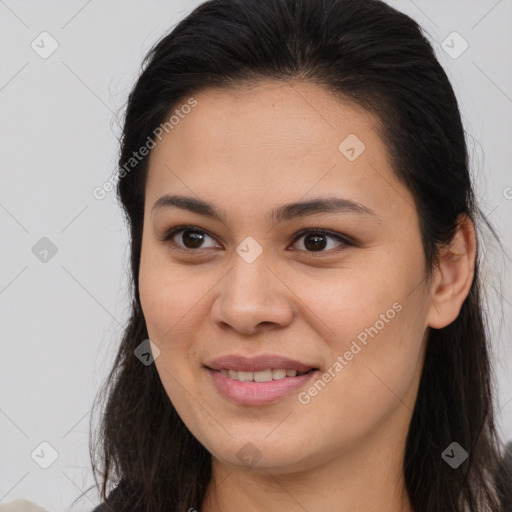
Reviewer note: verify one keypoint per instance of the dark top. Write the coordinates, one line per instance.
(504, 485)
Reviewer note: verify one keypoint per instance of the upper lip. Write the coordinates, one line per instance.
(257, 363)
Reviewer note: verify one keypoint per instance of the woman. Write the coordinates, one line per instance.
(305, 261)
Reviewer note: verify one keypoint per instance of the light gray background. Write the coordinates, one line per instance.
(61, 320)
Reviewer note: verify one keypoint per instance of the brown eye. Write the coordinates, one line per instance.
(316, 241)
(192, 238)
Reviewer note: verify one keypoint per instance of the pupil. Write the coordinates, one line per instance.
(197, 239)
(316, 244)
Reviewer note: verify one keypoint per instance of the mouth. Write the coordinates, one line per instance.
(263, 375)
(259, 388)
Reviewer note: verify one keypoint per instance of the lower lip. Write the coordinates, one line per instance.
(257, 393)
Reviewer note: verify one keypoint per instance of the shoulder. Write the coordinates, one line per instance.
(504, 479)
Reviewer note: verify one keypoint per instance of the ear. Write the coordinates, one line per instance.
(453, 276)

##########

• _TASK DETAILS_
Keep the pictures out and write out the records exactly.

• _REPLY TO THE TASK_
Reviewer note: verify one keypoint per instance of the dark top. Write the coordinates, one line per instance.
(504, 485)
Reviewer note: verify one keypoint per instance of the upper lip. Write the coordinates, one line per instance.
(257, 363)
Reviewer note: verify one keypoint per instance of the woman. Write the coordinates, one line per instance.
(305, 261)
Reviewer note: verify one keypoint per instance of the light gray background. Write the coordinates, one line per instance.
(61, 320)
Reviewer note: verify one keypoint per instance of the brown eye. Write the coordinates, one line per instance.
(316, 241)
(192, 238)
Reviewer note: verify one keypoint per instance of the pupil. Write the coordinates, one line per instance.
(197, 239)
(316, 244)
Reviewer note: verify one keypoint per instance of the mouth. Write the coordinates, one line per instance.
(263, 375)
(259, 388)
Reviewer note: verify one keypoint per instance of the lower lip. Write the coordinates, one line per instance.
(257, 393)
Reviewer note: verify one keypoint per instance of the shoulder. Write the coordinates, one line per instance.
(504, 479)
Reviewer note: verify one keypoint per instance of the ear. Write the coordinates, one line per instance.
(453, 276)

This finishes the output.